Barnett Freedman - Biography

Biography

Barnett Freedman was born in the east end of London on 19 May 1901, the son of Jewish immigrants from Russia. Freedman's only formal education was at an elementary school, and from the age of nine he spent much time in hospital. This period was filled with wide reading and learning how to draw. He also learned to play the violin. At the age of fifteen, he obtained work as an office boy, then turning to draughtsmanship, initially with a monumental mason and subsequently at an architect's office. A strong interest in letterforms grew out his everyday work that was later to stand him in good stead. He wsas assiduous in attending evening classes at St. Martin's School of Art, hoping to win a London County Council scholarship. Although Freedman was initially unsuccessful, William Rothenstein, Principal of the Royal College of Art, was impressed by his potential and used his influence to enable Freedman to be admitted to the College. After leaving the College in 1925, Freedman tried to earn his living as a painter.

He married a fellow student, Beatrice Claudia Guercio; and, after hard times, gained an introduction to the publishers, Faber and Gwyer, for whom he illustrated Laurence Binyon's Wonder Night, in the Ariel Poems series. Barnett illustrated two further titles, Walter de la Mare’s News, and Roy Campbell’s Choosing a Mast, while Claudia did sketches for de la Mare’s poem, A Snowdrop. Barnett went on to design book jackets for the firm over a twentyfive-year period. Nearly all were auto-lithographed on stone with hand-drawn lettering. During this period, he carried out a wide range of work for other publishers and worked extensively also on package design.

Faber gave him his first major commission, an assignment to design and illustrate Siegfried Sassoon's Memoirs of an Infantry Officer. Published in 1931, the book was the subject of controversial reviews but brought him into prominence. Freedman had by that time become interested in the difficult medium of auto-lithography, where the artist draws his own designs on to the stones without the intervention of trade craftsmen or photomechanical means. He had received advice from T. E. Griffits, the most influential lithographer of the time, who held sway at Vincent Brooks, Day & Son.

* **Study questions**
1. Please repeat everything in the Barnett Freedman biography from "He married a" down to "on package design.", word for word.
2. Carry on the Barnett Freedman biography, starting after its final sentence.
None of the lines after this biography are needed.

* **Recorded information**
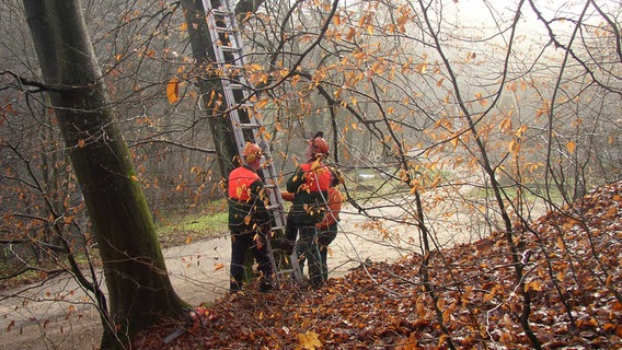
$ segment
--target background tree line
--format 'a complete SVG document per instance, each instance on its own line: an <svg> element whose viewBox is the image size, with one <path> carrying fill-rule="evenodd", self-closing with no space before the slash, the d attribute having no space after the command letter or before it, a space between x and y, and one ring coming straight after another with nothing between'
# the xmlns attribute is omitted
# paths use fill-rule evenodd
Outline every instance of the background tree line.
<svg viewBox="0 0 622 350"><path fill-rule="evenodd" d="M473 238L504 232L518 259L516 222L620 178L620 4L245 4L244 69L283 176L300 162L306 135L324 130L353 207L372 215L377 200L406 201L407 214L383 219L416 229L421 253L442 245L435 232L451 221L439 213L468 213L450 229ZM64 143L22 2L0 7L3 278L54 276L77 265L77 253L97 252L69 154L100 140ZM221 199L233 164L218 129L227 124L218 72L193 43L201 8L82 2L108 96L101 107L127 142L131 179L157 224ZM367 197L360 175L382 179Z"/></svg>

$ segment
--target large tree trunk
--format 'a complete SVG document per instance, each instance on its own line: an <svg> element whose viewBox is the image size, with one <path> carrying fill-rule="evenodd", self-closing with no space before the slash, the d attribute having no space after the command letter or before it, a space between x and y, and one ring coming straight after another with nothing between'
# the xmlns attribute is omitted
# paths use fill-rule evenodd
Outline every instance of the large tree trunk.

* **Results of the exercise**
1.
He married a fellow student, Beatrice Claudia Guercio; and, after hard times, gained an introduction to the publishers, Faber and Gwyer, for whom he illustrated Laurence Binyon's Wonder Night, in the Ariel Poems series. Barnett illustrated two further titles, Walter de la Mare’s News, and Roy Campbell’s Choosing a Mast, while Claudia did sketches for de la Mare’s poem, A Snowdrop. Barnett went on to design book jackets for the firm over a twentyfive-year period. Nearly all were auto-lithographed on stone with hand-drawn lettering. During this period, he carried out a wide range of work for other publishers and worked extensively also on package design.

2.
Following work on an annual report for the Post Office, Freedman was chosen to design the 1935 postage stamp issues to commemorate the Silver Jubilee of King George V. The distinctive and handsome nature of his work in this field brought him to wide public notice. By this time, Freedman was recognised as a force in autolithographic printmaking, and his down-to-earth attitude and lack of pretension made him welcome among the craftsmen at the Curwen Press, the Baynard Press and Chromoworks, the leading firms in the industry.

In 1936 he illustrated George Borrow's Lavengro for the Limited Editions Club of New York. By this time Freedman’s lithography had entered a new phase, where the unique qualities of the medium were taken into a new dimension with the artist’s rainbow palette. Freedman developed a technique whereby the black and white illustrations printed by line block simulated lithography, bringing a unity to the book. Although Lavengro was poorly subscribed, George Macy, owner of the book club, admired Freedman's work to such an extent that he was subsequently commissioned to illustrate Henry IV Part One, for the Limited Editions Club multi-volume Shakespeare. Tolstoy'sWar and Peace (1938) and Anna Karenina (1951) are recognised as two of the finest examples of twentieth century book design and have ensured Freedman an honoured place in the history of book production. For Macy's less exclusive Heritage Press, Freedman illustrated Dickens's Oliver Twist (1939), Emily Brontë's Wuthering Heights (1941) and Charlotte Brontë's Jane Eyre (1942). The Bronte novels are challenging for the illustrator, and Freedman’s interpretations were regarded as among the best.

Freedman was also employed by Ealing Films to design its 'logo' and provide the publicity for feature films such as Johnny Frenchman and San Demetrio, London. A constant stream of commercial design work provided him with a good living.

At the outbreak of the Second World War Freedman was appointed official war artist, an experience that he found to be both exasperating and amusing.

In post-war years, as a teacher at the Royal College of Art and the Ruskin School of Art, he was regarded by many of his students as an inspiring, if unpredictable, mentor who had little regard for time-wasters.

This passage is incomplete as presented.